[begin EXCERPTED TEXT]
Yeah, another problem with having waited so long. If you had started this process 2 years ago, you would have received child support by now.



> He says he's willing to pay half of our children's expenses and we are going to sit down and figure out what's needed and hopefully he'll agree to pay something. He's already agreed that all our assets (not much there but a couple of 10 year old cars) and our debts will be our own and separate. I don't know exactly how much he's racked up on his credit cards but it was all done while we were separated and I want nothing to do with it. He says that's fine and wouldn't expect me to pay it but I want it legal and in writing.


Yeah, you need to get everything you can think of written down. Child support (how much and for how long), parenting decisions, visitation, etc. Given that there aren't a ton of assets, it sounds like child-related issues are the most important to deal with. It should be relatively simple to divide assets and assign debt.



> We talked last weekend and right now he's sober and is asking for time to "put his life back together". I agreed to give him some breathing room but reiterated that I expect support from him for our son.


Be careful with waiting too long since you may be in danger of unwittingly taking on more of his debt if your state deems that debt marital. I wonder if there is a self-help center for pro se litigants in your state where you could get free legal advice? I'm guessing they would advise you to move on this ASAP.



> In the meantime when the papers are filed I will be giving them to him and we will hopefully draw up a contract and have an uncontested divorce.


In Colorado, even when the divorce is uncontested you still have to attend a parenting class (when there are minor children from the marriage), and enter forms with the state regarding their disposition.



> Neither of us can afford an attorney. The cost of filing here in NJ is quite steep ($275) and I'm waiting on a fee waiver from a judge. I've already filed the papers but am waiting for it to be finalized. It'll cost him $135 to counterfile. He can put in for a waiver as well. I agreed to give him the papers personally so no need to get a sheriff to serve them. I agreed to consult with him on everything that's going on.


It's good your spouse is open to communication about this (as opposed to mine). You at least have that going for you! And I'm glad you won't have the sheriff (or other process server) involved because that would be another $75-200.



> So hopefully things will continue on and it will all be amicable. Don't have much choice. To contest it would be a long, drawn out process with court appointed mediation that could take weeks, if not months.
[end EXCERPTED TEXT]
[begin RECORDS FOR THIS TASK]
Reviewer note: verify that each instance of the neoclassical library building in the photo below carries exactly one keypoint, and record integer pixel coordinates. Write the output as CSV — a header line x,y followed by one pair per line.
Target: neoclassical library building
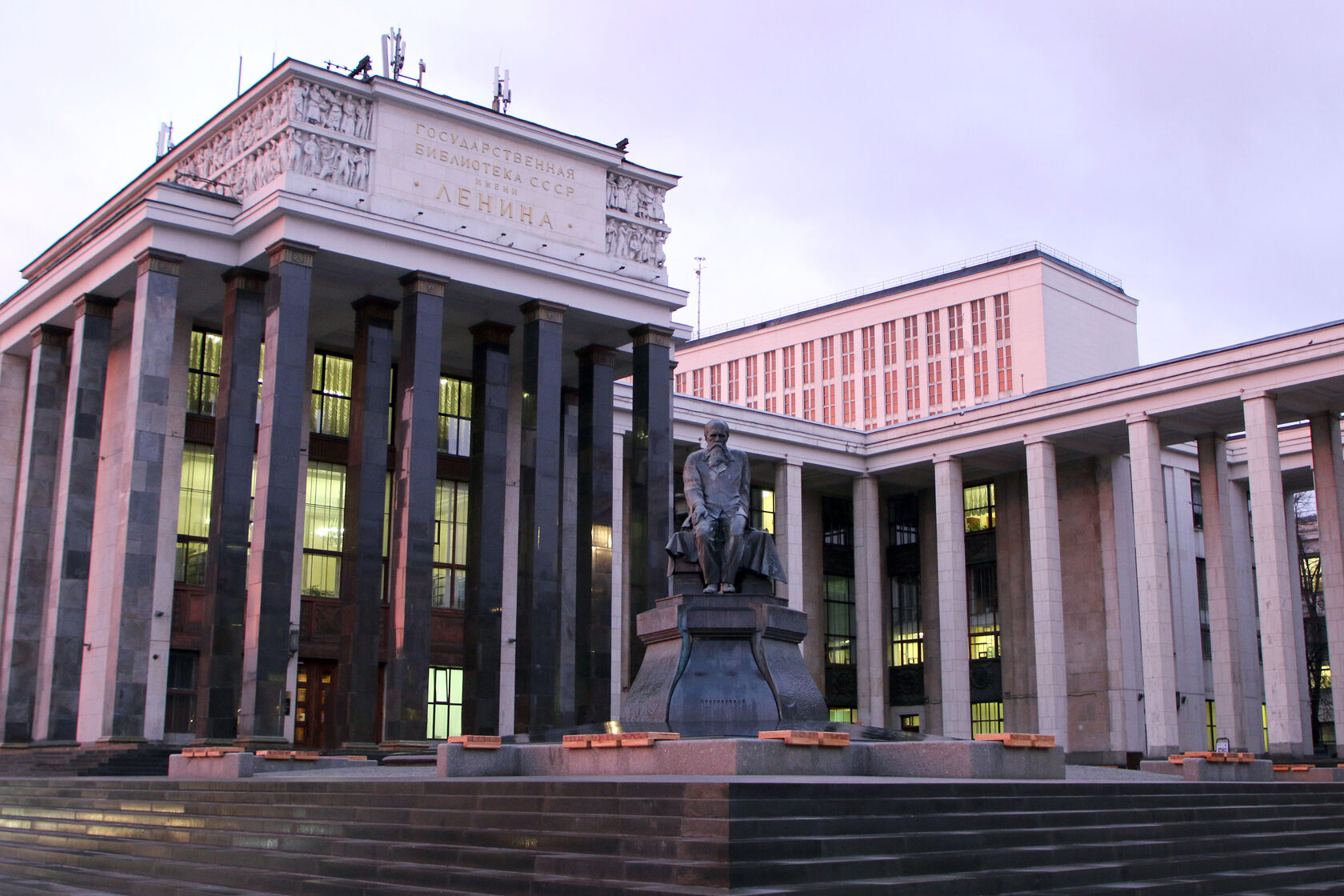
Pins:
x,y
358,418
[end RECORDS FOR THIS TASK]
**INSTRUCTIONS:**
[1] Could you transcribe the forum thread on divorce, starting at "Yeah, another problem" and ending at "and in writing."?
[2] Can you format every row in the run of rows as a two-column CSV with the columns instruction and response? Give one line per row, put each field in quotes with its line breaks replaced by spaces, and omit the pictures.

**SOLUTIONS IN ORDER:**
[1]
Yeah, another problem with having waited so long. If you had started this process 2 years ago, you would have received child support by now.



> He says he's willing to pay half of our children's expenses and we are going to sit down and figure out what's needed and hopefully he'll agree to pay something. He's already agreed that all our assets (not much there but a couple of 10 year old cars) and our debts will be our own and separate. I don't know exactly how much he's racked up on his credit cards but it was all done while we were separated and I want nothing to do with it. He says that's fine and wouldn't expect me to pay it but I want it legal and in writing.

[2]
instruction,response
"Reviewer note: verify that each instance of the neoclassical library building in the photo below carries exactly one keypoint, and record integer pixel coordinates. Write the output as CSV — a header line x,y followed by one pair per line. Target: neoclassical library building Pins:","x,y 358,418"